Short exercise: Reproduce the entire text on proportional takeover provisions word for word.

Extracted text:
· · · · ·
The Corporations Act 2001 requires that the following information be provided to shareholders when they are considering the inclusion of proportional takeover provisions in a constitution.
Effect
A proportional takeover bid is one where the offer made to each shareholder is only for a proportion of that shareholder’s shares.
If a proportional takeover bid is made, directors must hold a meeting of the shareholders of the class of shares being bid for to consider whether or not to approve the bid. A resolution approving the bid must be voted on before the 14th day before the end of the bid period. The resolution will be passed if more than 50% of votes are cast in favour of the approval. (The bidder and its associates are not allowed to vote on the resolution). If no such resolution is voted on by that deadline, a resolution approving the bid is taken to have been passed.
If a resolution to approve the bid is rejected, binding acceptances are required to be rescinded, and all unaccepted offers and offers failing to result in binding contracts are taken to have been withdrawn.
· · · · ·
Information provided:
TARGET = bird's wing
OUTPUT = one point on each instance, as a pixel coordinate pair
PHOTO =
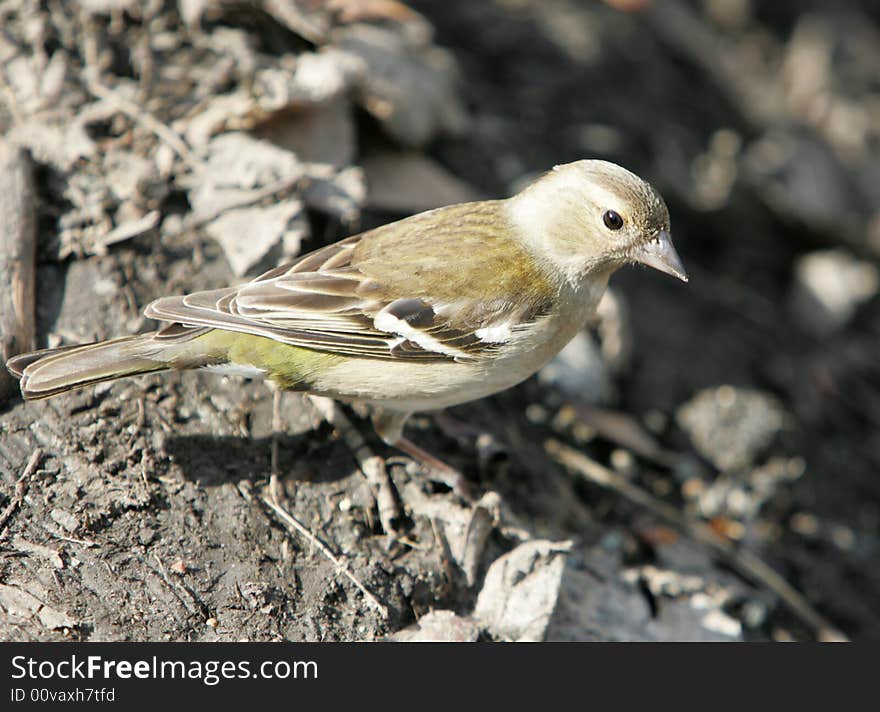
(396, 292)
· · · · ·
Solution for this exercise:
The Corporations Act 2001 requires that the following information be provided to shareholders when they are considering the inclusion of proportional takeover provisions in a constitution.
Effect
A proportional takeover bid is one where the offer made to each shareholder is only for a proportion of that shareholder’s shares.
If a proportional takeover bid is made, directors must hold a meeting of the shareholders of the class of shares being bid for to consider whether or not to approve the bid. A resolution approving the bid must be voted on before the 14th day before the end of the bid period. The resolution will be passed if more than 50% of votes are cast in favour of the approval. (The bidder and its associates are not allowed to vote on the resolution). If no such resolution is voted on by that deadline, a resolution approving the bid is taken to have been passed.
If a resolution to approve the bid is rejected, binding acceptances are required to be rescinded, and all unaccepted offers and offers failing to result in binding contracts are taken to have been withdrawn.